= WRITTEN EXERCISE =
Format each of the lines below as one string in a JSON list, leaving out any blank lines.

━━━━━━━━

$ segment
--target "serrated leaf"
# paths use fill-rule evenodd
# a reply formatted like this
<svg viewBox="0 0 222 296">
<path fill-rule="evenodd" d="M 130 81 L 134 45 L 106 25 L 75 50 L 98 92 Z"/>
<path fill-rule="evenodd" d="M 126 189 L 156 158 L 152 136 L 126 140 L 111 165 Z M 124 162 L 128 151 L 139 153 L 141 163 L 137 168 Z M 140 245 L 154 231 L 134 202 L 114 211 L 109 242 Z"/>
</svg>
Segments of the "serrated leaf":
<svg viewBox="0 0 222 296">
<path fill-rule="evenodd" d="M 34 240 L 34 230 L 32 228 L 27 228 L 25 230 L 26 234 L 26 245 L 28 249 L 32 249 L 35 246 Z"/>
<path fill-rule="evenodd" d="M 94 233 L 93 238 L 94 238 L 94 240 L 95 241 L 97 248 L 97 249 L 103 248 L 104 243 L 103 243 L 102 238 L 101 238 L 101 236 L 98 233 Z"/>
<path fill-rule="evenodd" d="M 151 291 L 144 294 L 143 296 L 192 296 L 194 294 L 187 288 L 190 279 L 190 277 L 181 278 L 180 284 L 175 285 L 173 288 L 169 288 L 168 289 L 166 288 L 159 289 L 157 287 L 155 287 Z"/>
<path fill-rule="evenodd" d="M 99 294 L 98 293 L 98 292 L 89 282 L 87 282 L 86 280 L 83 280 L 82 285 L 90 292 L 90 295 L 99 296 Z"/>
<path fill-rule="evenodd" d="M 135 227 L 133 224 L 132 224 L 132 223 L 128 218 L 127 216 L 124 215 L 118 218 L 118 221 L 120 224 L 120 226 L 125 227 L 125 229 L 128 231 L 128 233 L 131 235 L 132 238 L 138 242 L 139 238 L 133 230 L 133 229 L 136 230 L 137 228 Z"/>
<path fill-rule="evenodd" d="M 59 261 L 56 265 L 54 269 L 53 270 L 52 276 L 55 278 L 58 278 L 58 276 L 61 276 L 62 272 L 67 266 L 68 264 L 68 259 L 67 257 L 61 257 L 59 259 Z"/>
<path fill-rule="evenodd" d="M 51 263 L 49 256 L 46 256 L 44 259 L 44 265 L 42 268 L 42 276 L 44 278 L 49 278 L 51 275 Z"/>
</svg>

━━━━━━━━

= EXERCISE OUTPUT =
[
  "$ segment",
  "--target \"serrated leaf\"",
  "# paths use fill-rule evenodd",
  "# a reply formatted like this",
  "<svg viewBox=\"0 0 222 296\">",
  "<path fill-rule=\"evenodd\" d=\"M 130 81 L 134 45 L 106 25 L 75 50 L 98 92 Z\"/>",
  "<path fill-rule=\"evenodd\" d=\"M 126 189 L 156 158 L 152 136 L 126 140 L 111 165 Z M 124 162 L 128 151 L 139 153 L 141 163 L 137 168 Z M 140 245 L 154 231 L 134 202 L 114 211 L 109 242 Z\"/>",
  "</svg>",
  "Segments of the \"serrated leaf\":",
  "<svg viewBox=\"0 0 222 296\">",
  "<path fill-rule=\"evenodd\" d=\"M 34 240 L 34 230 L 32 228 L 27 228 L 25 230 L 26 234 L 26 245 L 28 249 L 32 249 L 35 246 Z\"/>",
  "<path fill-rule=\"evenodd\" d=\"M 94 233 L 93 238 L 94 238 L 94 240 L 95 241 L 97 248 L 97 249 L 103 248 L 104 243 L 103 243 L 102 238 L 101 238 L 101 236 L 98 233 Z\"/>",
  "<path fill-rule=\"evenodd\" d=\"M 151 291 L 144 294 L 143 296 L 192 296 L 194 294 L 187 288 L 190 279 L 190 277 L 181 278 L 180 284 L 175 285 L 173 288 L 169 288 L 168 289 L 166 288 L 159 289 L 157 287 L 155 287 Z\"/>",
  "<path fill-rule=\"evenodd\" d=\"M 99 294 L 98 293 L 98 292 L 89 282 L 87 282 L 86 280 L 83 280 L 82 285 L 90 292 L 90 295 L 99 296 Z\"/>",
  "<path fill-rule=\"evenodd\" d=\"M 135 227 L 133 224 L 132 224 L 132 223 L 128 218 L 127 216 L 124 215 L 118 218 L 118 221 L 120 224 L 120 226 L 125 227 L 125 229 L 128 231 L 128 233 L 131 235 L 132 238 L 138 242 L 139 238 L 133 230 L 133 229 L 136 230 L 137 228 Z\"/>",
  "<path fill-rule=\"evenodd\" d=\"M 59 261 L 56 265 L 54 269 L 53 270 L 52 276 L 55 278 L 58 278 L 58 276 L 61 276 L 62 272 L 67 266 L 68 264 L 68 259 L 67 257 L 61 257 L 59 259 Z\"/>",
  "<path fill-rule=\"evenodd\" d=\"M 51 263 L 49 256 L 46 256 L 44 259 L 44 265 L 42 268 L 42 276 L 44 278 L 49 278 L 51 275 Z\"/>",
  "</svg>"
]